▶ Quoted passage:
--

Actually, few adults spend a third of their life in bed (8/24), let alone asleep - I'd venture to suggest that those who live alone spend the same amount of time sleeping as those who share beds with others, but spend less time in bed. So, not so many unconconscious hours to worry about as you first think.

It's a very difficult balance for others, between allowing people with diabetes to sleep as long as they want and checking that they haven't gone hypoglycaemia, which is probably most likely to happen approaching dawm - if you're not hypo, then the last thing you want is an alarm or text waking you up.

Personally, I check my blood glucose levels before bed, eat if they're lower than I want. If I wake in the night for any reason, I consciously think "Am I hypo?" and if I think I am, have a handful of jelly sweets, rather than trying to test in the dark (so as not to disturb partner) or sometimes, if I need a wee, take test kit with me to loo, so I can put on light.
 
... I'd venture to suggest that those who live alone spend the same amount of time sleeping as those who share beds with others, but spend less time in bed. ...

Thanks Copepod, rub it in why don't you 🙄

😉
 
I was wondering how diabetics who live alone cope, say for example if they had a hypo and needed help, or if they had a night hypo. I am becoming an obssesive pain about leaving my son alone, especially at night. Sometimes me and my O/H would love to have a weekend away, but am so scared of leaving him. (He has had a few bad night hypos)

--

▶ Data extracts:
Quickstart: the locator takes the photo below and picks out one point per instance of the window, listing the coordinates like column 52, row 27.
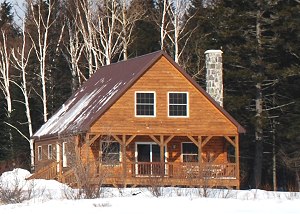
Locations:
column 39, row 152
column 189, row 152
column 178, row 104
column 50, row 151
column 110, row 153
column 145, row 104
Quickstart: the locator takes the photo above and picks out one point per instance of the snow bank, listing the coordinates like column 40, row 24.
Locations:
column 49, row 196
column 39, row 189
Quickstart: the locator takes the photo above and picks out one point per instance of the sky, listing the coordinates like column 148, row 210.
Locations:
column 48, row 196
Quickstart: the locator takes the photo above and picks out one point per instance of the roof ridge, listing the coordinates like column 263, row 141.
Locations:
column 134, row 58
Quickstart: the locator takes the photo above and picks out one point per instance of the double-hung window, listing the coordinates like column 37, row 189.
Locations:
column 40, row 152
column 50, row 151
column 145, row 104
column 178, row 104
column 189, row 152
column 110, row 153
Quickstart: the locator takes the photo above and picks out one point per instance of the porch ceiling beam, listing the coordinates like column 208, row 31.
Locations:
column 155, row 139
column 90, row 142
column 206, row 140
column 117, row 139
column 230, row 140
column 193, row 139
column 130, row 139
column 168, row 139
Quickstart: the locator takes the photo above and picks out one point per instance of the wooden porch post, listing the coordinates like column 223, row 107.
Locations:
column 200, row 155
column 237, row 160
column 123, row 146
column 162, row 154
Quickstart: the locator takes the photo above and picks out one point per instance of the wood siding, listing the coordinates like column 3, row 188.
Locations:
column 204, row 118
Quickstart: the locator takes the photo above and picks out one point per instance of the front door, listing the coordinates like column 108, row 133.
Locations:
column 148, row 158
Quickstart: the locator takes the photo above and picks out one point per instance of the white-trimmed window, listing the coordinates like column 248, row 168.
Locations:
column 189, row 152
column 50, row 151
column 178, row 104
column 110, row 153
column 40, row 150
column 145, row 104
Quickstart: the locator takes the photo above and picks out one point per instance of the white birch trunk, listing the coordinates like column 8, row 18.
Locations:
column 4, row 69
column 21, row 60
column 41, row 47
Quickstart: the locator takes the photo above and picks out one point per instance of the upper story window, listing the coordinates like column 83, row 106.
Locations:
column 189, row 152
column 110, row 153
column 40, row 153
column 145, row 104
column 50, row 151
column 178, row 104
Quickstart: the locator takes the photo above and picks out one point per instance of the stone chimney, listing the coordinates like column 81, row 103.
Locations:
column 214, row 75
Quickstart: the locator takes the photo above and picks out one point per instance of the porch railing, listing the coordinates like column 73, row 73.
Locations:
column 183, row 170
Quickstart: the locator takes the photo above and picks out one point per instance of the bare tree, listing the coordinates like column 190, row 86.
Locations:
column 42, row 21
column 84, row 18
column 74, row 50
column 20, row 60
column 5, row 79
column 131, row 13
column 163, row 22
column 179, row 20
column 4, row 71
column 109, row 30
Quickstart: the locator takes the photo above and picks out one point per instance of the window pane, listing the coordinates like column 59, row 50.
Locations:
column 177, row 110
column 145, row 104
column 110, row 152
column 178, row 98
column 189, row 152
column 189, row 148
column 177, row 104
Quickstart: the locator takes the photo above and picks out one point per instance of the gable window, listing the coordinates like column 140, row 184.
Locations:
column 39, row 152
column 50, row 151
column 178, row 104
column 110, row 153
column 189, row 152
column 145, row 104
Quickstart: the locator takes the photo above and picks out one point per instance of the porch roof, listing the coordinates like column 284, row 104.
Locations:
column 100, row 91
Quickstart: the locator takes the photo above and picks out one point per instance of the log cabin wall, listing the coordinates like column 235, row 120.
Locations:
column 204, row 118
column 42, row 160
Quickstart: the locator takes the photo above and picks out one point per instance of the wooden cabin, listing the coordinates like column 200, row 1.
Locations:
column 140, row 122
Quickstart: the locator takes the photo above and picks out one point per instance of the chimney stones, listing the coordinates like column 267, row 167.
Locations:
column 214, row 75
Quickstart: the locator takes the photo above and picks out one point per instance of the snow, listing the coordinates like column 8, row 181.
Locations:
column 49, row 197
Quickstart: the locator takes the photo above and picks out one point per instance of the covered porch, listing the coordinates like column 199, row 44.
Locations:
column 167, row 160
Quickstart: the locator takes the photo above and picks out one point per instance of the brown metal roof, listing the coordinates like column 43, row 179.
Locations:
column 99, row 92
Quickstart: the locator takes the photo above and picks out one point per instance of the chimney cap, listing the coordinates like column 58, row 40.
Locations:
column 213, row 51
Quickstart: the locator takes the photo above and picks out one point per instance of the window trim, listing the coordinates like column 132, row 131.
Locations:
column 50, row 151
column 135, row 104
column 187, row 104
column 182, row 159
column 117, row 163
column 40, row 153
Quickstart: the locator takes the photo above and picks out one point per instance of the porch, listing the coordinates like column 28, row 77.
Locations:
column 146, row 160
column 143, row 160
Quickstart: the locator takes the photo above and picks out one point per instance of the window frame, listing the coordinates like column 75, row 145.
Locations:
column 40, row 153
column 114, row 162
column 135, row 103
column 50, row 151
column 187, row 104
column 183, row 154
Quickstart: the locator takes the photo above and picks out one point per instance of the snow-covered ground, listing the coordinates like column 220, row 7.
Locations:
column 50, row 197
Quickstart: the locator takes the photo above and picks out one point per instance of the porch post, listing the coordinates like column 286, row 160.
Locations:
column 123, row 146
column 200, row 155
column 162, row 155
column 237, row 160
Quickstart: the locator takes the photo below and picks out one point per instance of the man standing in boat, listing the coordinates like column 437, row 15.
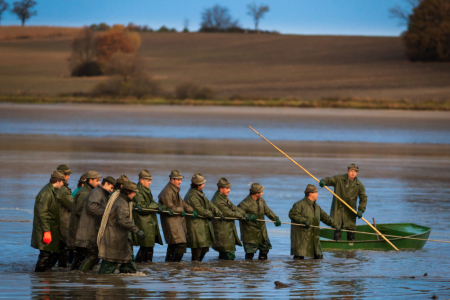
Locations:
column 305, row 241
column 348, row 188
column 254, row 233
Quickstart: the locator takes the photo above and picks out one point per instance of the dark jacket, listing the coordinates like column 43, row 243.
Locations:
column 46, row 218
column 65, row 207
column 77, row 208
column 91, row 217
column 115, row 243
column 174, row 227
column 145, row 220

--

▶ Task objective: Repeat the part of the diabetes forum thread above that lies between "Personally, I check" and "in bed. ...", inclusive, without changing a character.

▶ Response to the task:
Personally, I check my blood glucose levels before bed, eat if they're lower than I want. If I wake in the night for any reason, I consciously think "Am I hypo?" and if I think I am, have a handful of jelly sweets, rather than trying to test in the dark (so as not to disturb partner) or sometimes, if I need a wee, take test kit with me to loo, so I can put on light.
 
... I'd venture to suggest that those who live alone spend the same amount of time sleeping as those who share beds with others, but spend less time in bed. ...